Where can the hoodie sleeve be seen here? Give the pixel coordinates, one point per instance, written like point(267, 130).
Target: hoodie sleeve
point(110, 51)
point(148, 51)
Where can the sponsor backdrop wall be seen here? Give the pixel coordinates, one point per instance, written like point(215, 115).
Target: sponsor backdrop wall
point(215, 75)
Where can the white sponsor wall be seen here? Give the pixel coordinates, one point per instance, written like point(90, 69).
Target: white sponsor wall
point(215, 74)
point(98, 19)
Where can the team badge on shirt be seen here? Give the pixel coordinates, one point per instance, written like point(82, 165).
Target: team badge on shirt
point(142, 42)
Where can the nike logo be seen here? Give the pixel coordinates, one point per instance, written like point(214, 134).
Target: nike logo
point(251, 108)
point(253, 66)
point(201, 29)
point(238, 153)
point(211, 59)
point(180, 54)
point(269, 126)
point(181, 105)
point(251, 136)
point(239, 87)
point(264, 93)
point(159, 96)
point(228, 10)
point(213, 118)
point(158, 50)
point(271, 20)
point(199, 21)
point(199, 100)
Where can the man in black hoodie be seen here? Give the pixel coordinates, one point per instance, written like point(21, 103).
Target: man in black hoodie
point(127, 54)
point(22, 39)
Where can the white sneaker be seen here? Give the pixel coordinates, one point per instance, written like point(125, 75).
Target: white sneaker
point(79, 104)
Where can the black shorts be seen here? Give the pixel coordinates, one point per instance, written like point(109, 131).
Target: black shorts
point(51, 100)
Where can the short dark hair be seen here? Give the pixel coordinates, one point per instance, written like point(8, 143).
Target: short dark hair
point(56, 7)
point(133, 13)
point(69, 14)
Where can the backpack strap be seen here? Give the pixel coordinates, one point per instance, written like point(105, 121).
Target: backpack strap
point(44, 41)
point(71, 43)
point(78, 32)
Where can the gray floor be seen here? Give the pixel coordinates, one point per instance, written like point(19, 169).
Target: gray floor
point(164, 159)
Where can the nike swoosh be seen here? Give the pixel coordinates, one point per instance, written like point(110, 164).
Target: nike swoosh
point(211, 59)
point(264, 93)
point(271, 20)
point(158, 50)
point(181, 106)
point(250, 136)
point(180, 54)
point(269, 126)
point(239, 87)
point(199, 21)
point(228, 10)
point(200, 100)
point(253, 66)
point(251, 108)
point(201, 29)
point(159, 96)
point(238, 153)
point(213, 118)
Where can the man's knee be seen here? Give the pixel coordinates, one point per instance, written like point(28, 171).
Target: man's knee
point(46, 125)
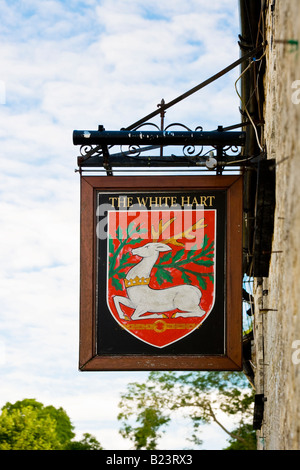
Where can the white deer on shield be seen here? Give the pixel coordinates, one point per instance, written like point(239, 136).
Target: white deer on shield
point(143, 299)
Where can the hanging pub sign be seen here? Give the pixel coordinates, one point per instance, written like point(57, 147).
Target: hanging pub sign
point(161, 273)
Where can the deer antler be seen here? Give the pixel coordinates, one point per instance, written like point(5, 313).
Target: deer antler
point(174, 240)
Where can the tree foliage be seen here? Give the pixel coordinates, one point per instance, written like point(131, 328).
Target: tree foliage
point(147, 408)
point(29, 425)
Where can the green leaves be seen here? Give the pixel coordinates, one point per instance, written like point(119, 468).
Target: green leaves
point(183, 260)
point(147, 407)
point(186, 262)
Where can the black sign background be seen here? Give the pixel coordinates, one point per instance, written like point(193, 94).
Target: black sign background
point(210, 338)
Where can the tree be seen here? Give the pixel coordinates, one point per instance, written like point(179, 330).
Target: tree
point(29, 425)
point(146, 408)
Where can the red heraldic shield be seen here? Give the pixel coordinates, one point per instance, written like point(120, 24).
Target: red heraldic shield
point(161, 269)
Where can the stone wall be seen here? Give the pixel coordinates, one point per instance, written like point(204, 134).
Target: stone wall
point(277, 298)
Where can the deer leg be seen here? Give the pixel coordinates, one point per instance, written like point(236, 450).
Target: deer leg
point(118, 301)
point(197, 312)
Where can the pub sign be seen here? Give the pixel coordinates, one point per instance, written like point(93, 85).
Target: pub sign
point(161, 273)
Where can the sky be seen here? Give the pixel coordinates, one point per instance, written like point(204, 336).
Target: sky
point(69, 65)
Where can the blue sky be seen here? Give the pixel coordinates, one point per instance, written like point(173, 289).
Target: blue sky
point(69, 65)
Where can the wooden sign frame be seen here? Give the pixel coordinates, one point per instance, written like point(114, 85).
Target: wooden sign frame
point(229, 189)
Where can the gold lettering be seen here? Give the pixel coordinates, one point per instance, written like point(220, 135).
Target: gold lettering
point(211, 202)
point(142, 201)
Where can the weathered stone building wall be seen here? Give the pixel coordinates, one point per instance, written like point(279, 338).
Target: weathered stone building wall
point(277, 298)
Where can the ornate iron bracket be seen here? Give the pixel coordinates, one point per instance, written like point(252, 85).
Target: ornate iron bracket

— WHAT THE TASK REQUIRES —
Write out each entry again exactly, and skip the pictures.

— SOLVED PROBLEM —
Where can the hoodie sleeve be seen here? Give the pixel coordinates, one point per instance, written like point(267, 130).
Target: hoodie sleeve
point(110, 51)
point(148, 51)
Where can the sponsor backdrop wall be seen here? Give the pixel coordinates, one point per instance, written like point(215, 115).
Target: sponsor backdrop wall
point(215, 75)
Where can the white sponsor wall be seen here? Give the pixel coordinates, one point per instance, written like point(90, 69).
Target: white sponsor wall
point(215, 74)
point(98, 19)
Where can the team badge on shirt be seen here? Give the pixel coordinates, one point per instance, written like point(82, 165).
Target: team badge on shirt
point(142, 42)
Where can the nike logo be seen here? Give the pixel coordinates, one point per instance, written like point(214, 134).
Target: nike logo
point(251, 108)
point(253, 66)
point(201, 29)
point(238, 153)
point(211, 59)
point(180, 54)
point(269, 126)
point(181, 105)
point(251, 136)
point(239, 87)
point(264, 93)
point(159, 96)
point(228, 10)
point(213, 118)
point(158, 50)
point(271, 20)
point(199, 21)
point(199, 100)
Where can the man in black hoodie be seen here? Give the pixel coordinates, one point per instance, written like point(21, 103).
Target: man in black hoodie
point(127, 54)
point(22, 39)
Where can the white sneaker be seen here? Give the pixel coordinates, one point per instance, written like point(125, 75).
Target: white sneaker
point(79, 104)
Where can the black shorts be seen here? Give the pixel coordinates, one point per instance, written like point(109, 131).
Target: black shorts
point(51, 100)
Where can the short dark hair be seen here? Give the pixel coordinates, one point per instance, written like point(8, 143).
Target: short dark hair
point(56, 7)
point(133, 13)
point(69, 14)
Where can the backpack strap be seen here? Give the pixel coordinates, one point per instance, written like point(105, 121).
Target: backpack strap
point(44, 41)
point(71, 43)
point(78, 32)
Where can the gray floor be seen here? Give the pixel coordinates, one point per instance, written like point(19, 169).
Target: gray floor
point(164, 159)
Where can the nike swoosh be seen here? Give the pixel coordinates, one point per instance, written like point(110, 164).
Target: nike swoosh
point(211, 59)
point(264, 93)
point(271, 20)
point(158, 50)
point(181, 106)
point(250, 136)
point(180, 54)
point(269, 126)
point(239, 87)
point(199, 21)
point(228, 10)
point(200, 100)
point(253, 66)
point(251, 108)
point(201, 29)
point(159, 96)
point(238, 153)
point(213, 118)
Where can the man's knee be seen here? Give the pixel coordinates, one point per instance, written like point(28, 171).
Target: man's knee
point(46, 125)
Where can the white deer on shield be seen here? Give the pixel coordinates, one point per instance, written like point(239, 136).
Target: white deer on shield
point(143, 299)
Where can the hanging pub sign be seen here? Give the pixel coordinates, one point per instance, written like point(57, 147).
Target: hanging pub sign
point(161, 273)
Where can the deer antler be seen here? Give the pixel coordinates, one point per instance, written like point(5, 313).
Target: deer antler
point(174, 240)
Where can the tree foliage be seen here? Give the pixel coordinates, one point per instance, written like point(131, 328).
Target: tree foliage
point(147, 408)
point(29, 425)
Where can the green leaves be seen here? Give the pixel coordinates, one point per instance, written like point(119, 468).
Target: green leaves
point(183, 260)
point(147, 407)
point(186, 262)
Where can the black sign background be seen here? Give the pixel coordinates, one point per instance, written like point(193, 94).
Target: black sign background
point(210, 338)
Where can the tree be seen here? Give the pixel coordinates, one point per instance, written like point(179, 330).
Target: tree
point(29, 425)
point(146, 408)
Where can the red heraldic shield be seen here? Give the pixel coordinates, one point per instance, written like point(120, 24).
Target: red heraldic shield
point(161, 269)
Where can the stone wall be seen here? Give the pixel coordinates, one point per instance, written like point(204, 134).
Target: stone wall
point(277, 298)
Where can the deer leg be seen here? Give the pixel coordinates, one point per instance, written like point(236, 450).
Target: deer leg
point(118, 301)
point(197, 312)
Where can the pub sign be seen here? Give the pixel coordinates, one point per instance, written like point(93, 85).
Target: pub sign
point(161, 273)
Where can the sky be seen here? Give the pixel coordinates, one point per instance, written like point(204, 336).
Target: sky
point(69, 65)
Where can the blue sky be seen here? Give the pixel coordinates, one point per instance, written like point(173, 289).
Target: blue sky
point(69, 65)
Where can the wooden sign frame be seen here? Give the pixel coordinates, one point per instance, written like point(114, 85).
Target: wooden sign frame
point(229, 189)
Where can the gold lettering be seen here? Give the pixel coordinates, one point per instance, written like point(220, 135).
Target: gold lettering
point(211, 202)
point(142, 201)
Where can the weathered stone building wall be seen here? Give the pixel coordinates, one point per instance, written like point(279, 338).
Target: weathered stone building wall
point(277, 298)
Where can the ornate iron bracket be seen here? Give the pixel coordinates, one point per instance, written like point(252, 85).
Target: ornate iron bracket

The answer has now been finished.